## Exercise goal
Locate each line below that includes "type" and reproduce it.

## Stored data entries
________________________________________

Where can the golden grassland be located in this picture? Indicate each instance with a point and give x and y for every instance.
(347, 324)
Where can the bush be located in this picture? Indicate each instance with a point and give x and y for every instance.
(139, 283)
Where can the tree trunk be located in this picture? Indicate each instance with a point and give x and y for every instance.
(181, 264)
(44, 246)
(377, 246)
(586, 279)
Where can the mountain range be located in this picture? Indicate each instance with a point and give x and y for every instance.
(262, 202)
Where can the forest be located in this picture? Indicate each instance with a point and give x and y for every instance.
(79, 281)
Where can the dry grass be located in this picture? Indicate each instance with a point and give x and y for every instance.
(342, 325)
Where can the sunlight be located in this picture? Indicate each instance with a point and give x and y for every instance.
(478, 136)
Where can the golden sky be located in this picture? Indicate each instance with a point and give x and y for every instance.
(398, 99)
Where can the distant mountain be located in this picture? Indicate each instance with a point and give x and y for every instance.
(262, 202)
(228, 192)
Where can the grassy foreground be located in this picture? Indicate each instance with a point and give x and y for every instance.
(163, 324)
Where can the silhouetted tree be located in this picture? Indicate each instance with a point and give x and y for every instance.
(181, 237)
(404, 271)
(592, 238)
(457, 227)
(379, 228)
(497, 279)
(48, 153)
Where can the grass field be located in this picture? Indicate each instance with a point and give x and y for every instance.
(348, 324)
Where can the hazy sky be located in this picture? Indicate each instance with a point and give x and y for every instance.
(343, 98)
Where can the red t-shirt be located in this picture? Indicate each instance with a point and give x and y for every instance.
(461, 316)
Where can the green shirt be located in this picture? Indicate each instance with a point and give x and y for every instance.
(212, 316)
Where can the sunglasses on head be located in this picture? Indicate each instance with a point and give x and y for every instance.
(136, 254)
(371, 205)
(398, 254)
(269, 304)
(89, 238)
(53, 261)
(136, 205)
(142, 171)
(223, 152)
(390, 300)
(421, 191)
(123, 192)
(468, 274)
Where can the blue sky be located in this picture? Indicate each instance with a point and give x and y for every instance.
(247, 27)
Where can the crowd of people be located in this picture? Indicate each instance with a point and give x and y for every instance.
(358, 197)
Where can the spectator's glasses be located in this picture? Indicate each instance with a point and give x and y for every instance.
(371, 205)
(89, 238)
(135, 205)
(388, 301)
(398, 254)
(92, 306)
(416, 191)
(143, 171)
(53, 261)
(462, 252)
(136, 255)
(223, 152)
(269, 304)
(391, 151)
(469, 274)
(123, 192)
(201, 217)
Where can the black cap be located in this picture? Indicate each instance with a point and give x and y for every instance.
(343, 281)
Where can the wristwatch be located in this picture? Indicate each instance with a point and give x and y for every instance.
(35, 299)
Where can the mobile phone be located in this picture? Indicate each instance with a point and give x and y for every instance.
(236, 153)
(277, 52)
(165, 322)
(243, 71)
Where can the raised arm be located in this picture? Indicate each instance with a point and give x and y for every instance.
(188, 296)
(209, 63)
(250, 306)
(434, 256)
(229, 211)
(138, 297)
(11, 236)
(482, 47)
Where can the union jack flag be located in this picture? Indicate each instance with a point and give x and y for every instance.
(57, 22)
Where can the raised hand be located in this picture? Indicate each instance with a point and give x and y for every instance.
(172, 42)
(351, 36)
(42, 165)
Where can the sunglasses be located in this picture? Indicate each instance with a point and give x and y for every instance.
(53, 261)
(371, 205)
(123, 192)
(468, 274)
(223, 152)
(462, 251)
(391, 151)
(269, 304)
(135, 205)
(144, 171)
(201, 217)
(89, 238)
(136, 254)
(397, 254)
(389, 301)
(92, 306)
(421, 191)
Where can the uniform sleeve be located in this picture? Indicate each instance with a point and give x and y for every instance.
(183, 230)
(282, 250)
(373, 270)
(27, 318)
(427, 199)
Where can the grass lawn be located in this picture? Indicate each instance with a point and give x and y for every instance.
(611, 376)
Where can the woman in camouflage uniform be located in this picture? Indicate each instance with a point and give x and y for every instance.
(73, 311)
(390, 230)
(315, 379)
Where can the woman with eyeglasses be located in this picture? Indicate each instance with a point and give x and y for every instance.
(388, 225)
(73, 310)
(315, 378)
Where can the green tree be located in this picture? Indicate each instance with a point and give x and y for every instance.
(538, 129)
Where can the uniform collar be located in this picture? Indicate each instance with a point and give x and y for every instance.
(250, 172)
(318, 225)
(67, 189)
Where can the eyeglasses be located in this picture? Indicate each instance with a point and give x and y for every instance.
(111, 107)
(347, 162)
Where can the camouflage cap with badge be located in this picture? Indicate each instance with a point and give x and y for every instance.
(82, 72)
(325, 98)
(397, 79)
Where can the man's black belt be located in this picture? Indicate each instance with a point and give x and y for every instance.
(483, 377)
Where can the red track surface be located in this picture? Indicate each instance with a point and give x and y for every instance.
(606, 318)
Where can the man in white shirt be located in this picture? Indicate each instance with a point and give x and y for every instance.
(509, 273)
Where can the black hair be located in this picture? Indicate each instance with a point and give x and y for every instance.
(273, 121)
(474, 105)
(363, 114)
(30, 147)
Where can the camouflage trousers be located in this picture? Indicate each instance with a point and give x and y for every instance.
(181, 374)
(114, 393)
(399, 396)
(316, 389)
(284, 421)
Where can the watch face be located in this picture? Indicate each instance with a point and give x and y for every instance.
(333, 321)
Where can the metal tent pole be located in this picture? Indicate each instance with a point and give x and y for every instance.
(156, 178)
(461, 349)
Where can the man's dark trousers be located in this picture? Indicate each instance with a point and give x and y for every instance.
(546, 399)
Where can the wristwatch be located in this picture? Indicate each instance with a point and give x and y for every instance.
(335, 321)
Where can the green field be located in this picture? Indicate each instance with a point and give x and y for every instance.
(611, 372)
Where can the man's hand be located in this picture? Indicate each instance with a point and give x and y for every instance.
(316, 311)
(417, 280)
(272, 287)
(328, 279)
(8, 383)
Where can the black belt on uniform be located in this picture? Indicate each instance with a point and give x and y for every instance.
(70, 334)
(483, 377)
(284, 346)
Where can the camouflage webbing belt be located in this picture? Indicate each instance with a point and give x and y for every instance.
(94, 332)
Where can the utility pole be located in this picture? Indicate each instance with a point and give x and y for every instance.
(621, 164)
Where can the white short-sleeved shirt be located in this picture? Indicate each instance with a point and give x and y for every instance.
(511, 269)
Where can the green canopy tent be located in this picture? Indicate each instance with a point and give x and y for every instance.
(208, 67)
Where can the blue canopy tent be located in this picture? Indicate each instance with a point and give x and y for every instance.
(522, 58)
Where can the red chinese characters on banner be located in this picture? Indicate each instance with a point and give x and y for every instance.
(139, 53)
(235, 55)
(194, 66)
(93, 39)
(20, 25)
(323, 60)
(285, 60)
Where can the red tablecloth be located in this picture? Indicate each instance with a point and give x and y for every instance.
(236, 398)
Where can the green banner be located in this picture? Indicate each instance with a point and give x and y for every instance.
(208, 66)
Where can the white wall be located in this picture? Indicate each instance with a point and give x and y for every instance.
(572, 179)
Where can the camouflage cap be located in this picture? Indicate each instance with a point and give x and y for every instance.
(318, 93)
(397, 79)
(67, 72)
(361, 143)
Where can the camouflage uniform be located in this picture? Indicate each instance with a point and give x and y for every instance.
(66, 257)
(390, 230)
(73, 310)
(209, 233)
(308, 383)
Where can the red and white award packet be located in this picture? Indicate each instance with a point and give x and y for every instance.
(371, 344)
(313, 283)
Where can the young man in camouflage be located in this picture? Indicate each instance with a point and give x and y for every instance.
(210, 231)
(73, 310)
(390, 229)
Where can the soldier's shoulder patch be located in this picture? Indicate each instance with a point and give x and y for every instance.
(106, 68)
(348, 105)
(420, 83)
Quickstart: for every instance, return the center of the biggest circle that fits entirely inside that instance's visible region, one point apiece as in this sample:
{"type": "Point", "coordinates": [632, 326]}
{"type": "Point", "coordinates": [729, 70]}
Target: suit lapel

________________________________________

## Answer below
{"type": "Point", "coordinates": [632, 326]}
{"type": "Point", "coordinates": [729, 70]}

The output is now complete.